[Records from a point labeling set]
===============

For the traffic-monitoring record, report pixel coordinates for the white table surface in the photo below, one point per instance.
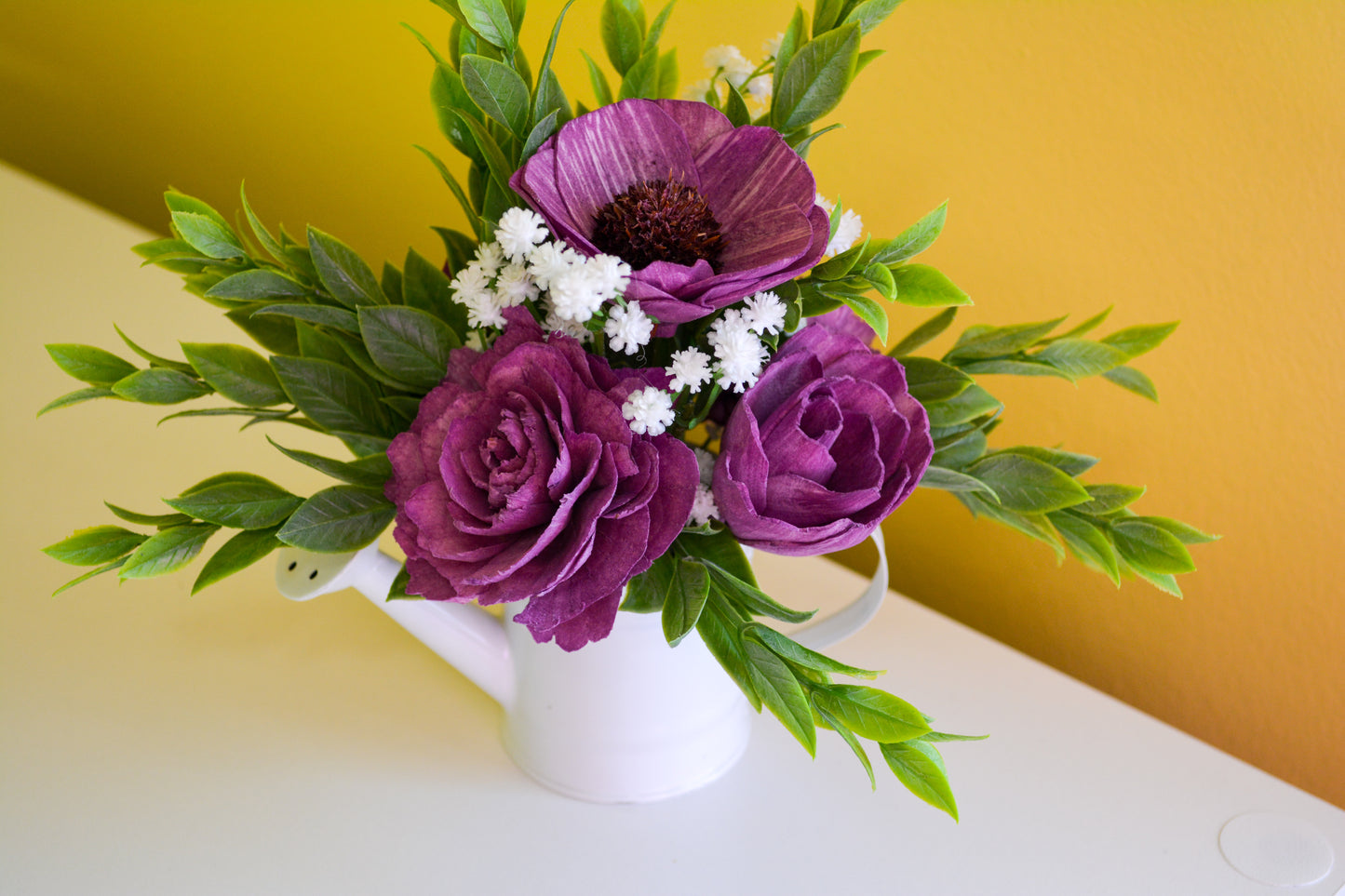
(235, 742)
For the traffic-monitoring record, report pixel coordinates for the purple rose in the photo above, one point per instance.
(520, 479)
(822, 448)
(703, 211)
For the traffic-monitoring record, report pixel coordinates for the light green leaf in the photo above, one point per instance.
(167, 552)
(338, 519)
(1027, 485)
(815, 80)
(237, 373)
(237, 554)
(94, 546)
(921, 769)
(346, 276)
(89, 364)
(872, 714)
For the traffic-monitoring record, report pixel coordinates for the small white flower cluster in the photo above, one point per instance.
(736, 341)
(729, 63)
(848, 229)
(525, 262)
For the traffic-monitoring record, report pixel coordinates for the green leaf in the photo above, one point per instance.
(962, 408)
(685, 599)
(408, 343)
(721, 638)
(77, 397)
(800, 655)
(346, 276)
(338, 519)
(1107, 498)
(1066, 461)
(257, 284)
(782, 693)
(1150, 548)
(930, 380)
(94, 546)
(237, 554)
(1136, 341)
(872, 714)
(159, 386)
(89, 364)
(921, 769)
(646, 592)
(641, 78)
(1087, 542)
(948, 479)
(238, 504)
(815, 80)
(167, 552)
(498, 90)
(993, 341)
(208, 235)
(622, 36)
(1134, 381)
(331, 395)
(1185, 534)
(322, 315)
(601, 89)
(237, 373)
(852, 742)
(1027, 485)
(491, 21)
(1079, 358)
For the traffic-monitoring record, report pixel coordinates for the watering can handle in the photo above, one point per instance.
(826, 631)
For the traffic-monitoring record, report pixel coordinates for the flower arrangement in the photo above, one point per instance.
(652, 344)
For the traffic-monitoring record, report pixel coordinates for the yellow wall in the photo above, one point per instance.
(1179, 160)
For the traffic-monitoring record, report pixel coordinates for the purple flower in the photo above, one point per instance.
(520, 479)
(822, 448)
(705, 213)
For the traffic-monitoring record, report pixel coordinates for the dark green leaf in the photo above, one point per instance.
(1134, 381)
(872, 714)
(167, 552)
(159, 386)
(89, 364)
(1150, 548)
(237, 373)
(1136, 341)
(782, 693)
(498, 90)
(408, 343)
(330, 395)
(208, 237)
(94, 546)
(237, 554)
(921, 769)
(930, 380)
(685, 599)
(1027, 485)
(75, 397)
(338, 519)
(238, 504)
(346, 276)
(815, 80)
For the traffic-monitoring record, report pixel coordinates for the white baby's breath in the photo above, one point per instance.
(518, 232)
(691, 368)
(628, 328)
(649, 410)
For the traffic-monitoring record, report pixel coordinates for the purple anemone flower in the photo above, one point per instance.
(703, 211)
(520, 479)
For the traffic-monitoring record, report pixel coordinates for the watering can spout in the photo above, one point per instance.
(468, 638)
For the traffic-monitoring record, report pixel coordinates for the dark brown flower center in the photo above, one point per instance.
(659, 221)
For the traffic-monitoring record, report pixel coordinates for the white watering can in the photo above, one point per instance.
(622, 720)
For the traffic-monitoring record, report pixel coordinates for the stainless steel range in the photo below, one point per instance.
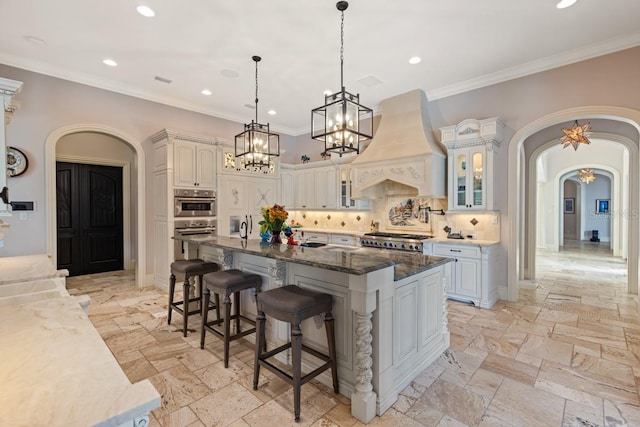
(399, 241)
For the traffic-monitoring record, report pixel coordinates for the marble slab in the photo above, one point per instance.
(358, 261)
(28, 268)
(56, 370)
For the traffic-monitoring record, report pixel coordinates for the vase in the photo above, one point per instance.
(275, 238)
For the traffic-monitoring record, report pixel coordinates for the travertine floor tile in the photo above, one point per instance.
(566, 354)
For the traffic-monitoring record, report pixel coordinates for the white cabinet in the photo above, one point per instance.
(474, 272)
(346, 178)
(471, 148)
(325, 190)
(241, 199)
(287, 187)
(194, 165)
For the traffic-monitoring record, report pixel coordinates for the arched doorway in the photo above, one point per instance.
(518, 235)
(139, 208)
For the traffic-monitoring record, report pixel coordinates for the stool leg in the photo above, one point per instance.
(236, 302)
(172, 287)
(227, 328)
(185, 304)
(331, 341)
(260, 345)
(296, 361)
(205, 312)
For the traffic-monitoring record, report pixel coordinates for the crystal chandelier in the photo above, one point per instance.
(341, 123)
(578, 134)
(256, 145)
(586, 175)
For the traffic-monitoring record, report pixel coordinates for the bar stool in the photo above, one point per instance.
(293, 304)
(188, 268)
(225, 283)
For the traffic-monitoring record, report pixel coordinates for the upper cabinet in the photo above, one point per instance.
(194, 165)
(471, 148)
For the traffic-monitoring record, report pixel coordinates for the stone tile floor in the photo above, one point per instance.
(566, 354)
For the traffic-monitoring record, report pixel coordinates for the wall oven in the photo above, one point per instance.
(192, 203)
(191, 227)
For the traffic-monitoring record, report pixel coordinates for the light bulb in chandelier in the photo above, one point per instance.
(341, 123)
(256, 146)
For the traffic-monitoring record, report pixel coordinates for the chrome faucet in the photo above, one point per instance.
(245, 225)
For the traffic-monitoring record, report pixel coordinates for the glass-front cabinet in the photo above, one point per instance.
(472, 146)
(469, 179)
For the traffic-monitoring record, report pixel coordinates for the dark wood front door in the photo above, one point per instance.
(89, 218)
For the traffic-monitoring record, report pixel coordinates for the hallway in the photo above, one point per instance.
(567, 354)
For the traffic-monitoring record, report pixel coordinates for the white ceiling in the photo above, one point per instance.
(464, 44)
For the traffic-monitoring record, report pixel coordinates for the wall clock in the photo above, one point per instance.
(17, 162)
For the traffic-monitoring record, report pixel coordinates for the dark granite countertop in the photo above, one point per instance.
(349, 260)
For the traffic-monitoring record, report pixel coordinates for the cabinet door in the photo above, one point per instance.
(325, 188)
(287, 189)
(205, 161)
(305, 189)
(262, 192)
(184, 165)
(467, 277)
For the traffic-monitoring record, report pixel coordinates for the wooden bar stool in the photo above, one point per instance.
(225, 283)
(189, 268)
(293, 304)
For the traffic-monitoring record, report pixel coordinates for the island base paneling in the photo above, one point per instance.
(387, 331)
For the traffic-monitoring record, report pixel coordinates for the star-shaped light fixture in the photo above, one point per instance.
(578, 134)
(586, 175)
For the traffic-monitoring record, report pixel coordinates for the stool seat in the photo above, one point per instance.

===============

Do not copy the pictures, but repeat every line exactly.

**The result**
For the traffic-monitoring record, report pixel coordinates for the white table surface in the photo below, one point per instance.
(235, 742)
For the traffic-monitoring record, report pixel coordinates for the purple rose in the photo above, one point per instance.
(520, 479)
(822, 448)
(703, 211)
For the traffic-monitoring record, report pixel coordinates for the light green leaf in the photo above, one point per instance.
(167, 552)
(338, 519)
(1027, 485)
(815, 80)
(237, 373)
(237, 554)
(94, 546)
(921, 769)
(346, 276)
(89, 364)
(872, 714)
For the traffic-monitoring record, report pixel coordinates for the small white flower cluster in the photo above, one point per instance.
(736, 341)
(729, 63)
(848, 229)
(525, 262)
For the traffic-monitoring record, report pixel coordinates for the green leaf in the photo above, one point per instance.
(962, 408)
(685, 599)
(408, 343)
(721, 638)
(77, 397)
(800, 655)
(346, 276)
(338, 519)
(1107, 498)
(1066, 461)
(257, 284)
(782, 693)
(1150, 548)
(930, 380)
(94, 546)
(237, 554)
(1136, 341)
(872, 714)
(159, 386)
(89, 364)
(921, 769)
(646, 592)
(641, 78)
(1087, 542)
(948, 479)
(238, 504)
(815, 80)
(167, 552)
(498, 90)
(993, 341)
(208, 235)
(622, 36)
(1134, 381)
(331, 395)
(1185, 534)
(322, 315)
(601, 89)
(237, 373)
(852, 742)
(1027, 485)
(491, 21)
(1079, 358)
For the traffic-monitoring record, report pixel coordinates for the watering can handle in the photo above, one point per instance.
(826, 631)
For the traffic-monitoring record, report pixel coordinates for the flower arrangement in the photo above, one point per instance.
(652, 344)
For the traffic-monitoring record, report pixel coordinates for the yellow wall in the photo above, one point per instance.
(1179, 160)
For the traffic-monitoring record, report pixel coordinates for the purple flower in the photo above, one point per instance.
(520, 479)
(822, 448)
(705, 213)
For the traffic-monitoring record, report pixel coordinates for the dark green leaf in the photo above, one point per instance.
(1134, 381)
(872, 714)
(167, 552)
(159, 386)
(89, 364)
(1150, 548)
(237, 373)
(1136, 341)
(782, 693)
(498, 90)
(408, 343)
(330, 395)
(208, 237)
(94, 546)
(237, 554)
(921, 769)
(930, 380)
(685, 599)
(1027, 485)
(75, 397)
(338, 519)
(238, 504)
(346, 276)
(815, 80)
For the traffic-monitoring record, report pixel coordinates for the white baby's breath in the photo above, one point per instance.
(518, 232)
(691, 368)
(628, 328)
(649, 410)
For the traffic-monitoring record, report pixel coordinates for the purple anemone flower in the photo above, one point per instance.
(703, 211)
(520, 479)
For the traffic-monitoring record, report pixel coordinates for the watering can spout in the photo above, one point per instance.
(468, 638)
For the traffic-monitoring record, report pixel coordinates for the dark brown flower center in the photo above, one point per instance.
(659, 221)
For the traffic-monitoring record, report pixel coordinates for the white watering can in the photo above, one point per instance.
(622, 720)
For the traffic-monitoring record, report pixel coordinates for the stainless steel range in the photo below, one point per instance.
(399, 241)
For the traffic-monitoring record, report pixel coordinates for the marble slab in the photo above, one point per instance.
(358, 261)
(28, 268)
(56, 370)
For the traffic-monitoring record, report pixel coordinates for the vase in the photo above, one point per instance.
(275, 238)
For the traffic-monitoring record, report pixel coordinates for the travertine floor tile in the photo above, one point per instance.
(566, 354)
For the traffic-monitoring record, report pixel coordinates for the white cabinet in the photo above, one point per instance.
(474, 272)
(346, 178)
(471, 148)
(325, 190)
(241, 199)
(287, 187)
(194, 165)
For the traffic-monitoring record, report pixel coordinates for the arched doorway in the photo above, one point per instance.
(518, 235)
(139, 208)
For the traffic-monitoring record, report pixel coordinates for the stool leg in the photo above, one point per instance.
(236, 302)
(172, 287)
(227, 328)
(185, 304)
(331, 341)
(260, 345)
(296, 361)
(205, 312)
For the traffic-monitoring record, report pixel coordinates for the crystal chandelier in the photo above, one point per instance.
(341, 123)
(578, 134)
(256, 145)
(586, 175)
For the traffic-monitoring record, report pixel coordinates for the bar stool in the photo above, one point per instance.
(293, 304)
(188, 268)
(225, 283)
For the traffic-monitoring record, report pixel coordinates for the upper cabinet in the photo above, one point per instance.
(194, 165)
(471, 148)
For the traffic-monitoring record, report pixel coordinates for the stone tile floor in the photo above, one point per instance.
(566, 354)
For the traffic-monitoring record, report pixel coordinates for the wall oven in the photo above, one point per instance.
(192, 203)
(191, 227)
For the traffic-monitoring record, report pixel coordinates for the light bulb in chandelier in the photo above, one point per instance.
(341, 123)
(256, 146)
For the traffic-monitoring record, report pixel coordinates for the chrome faucet in the photo above, one point per instance.
(245, 225)
For the traffic-monitoring record, report pixel coordinates for the glass-front cabinet in the photo above, one point per instance.
(472, 146)
(469, 179)
For the traffic-monitoring record, report pixel coordinates for the dark wood front door in the photo above, one point per instance.
(89, 218)
For the traffic-monitoring record, report pixel coordinates for the hallway in the photo above, one point per instance.
(567, 354)
For the traffic-monitoring record, report pixel coordinates for the white ceiling in the photo above, one point per instance.
(464, 44)
For the traffic-monitoring record, report pixel coordinates for the wall clock in the photo above, one point per instance.
(17, 162)
For the traffic-monitoring record, report pixel coordinates for the dark granite countertop in the photo above, one point per instance.
(349, 260)
For the traffic-monitoring record, report pixel coordinates for the cabinet door in the photo above, one point per instance.
(325, 188)
(287, 189)
(205, 161)
(305, 189)
(262, 192)
(184, 165)
(467, 277)
For the traffic-monitoring record, report pixel coordinates for the wooden bar stool in the photo above, one point per instance.
(225, 283)
(189, 268)
(293, 304)
For the traffic-monitoring record, report pixel coordinates for the island base paneling in the photo above, one point per instance.
(387, 331)
For the traffic-monitoring record, report pixel coordinates for the star-shaped light fixture in the photo above, one point per instance.
(578, 134)
(586, 175)
For the traffic-monitoring record, report pixel coordinates for the stool seat in the photo above, one point per instance.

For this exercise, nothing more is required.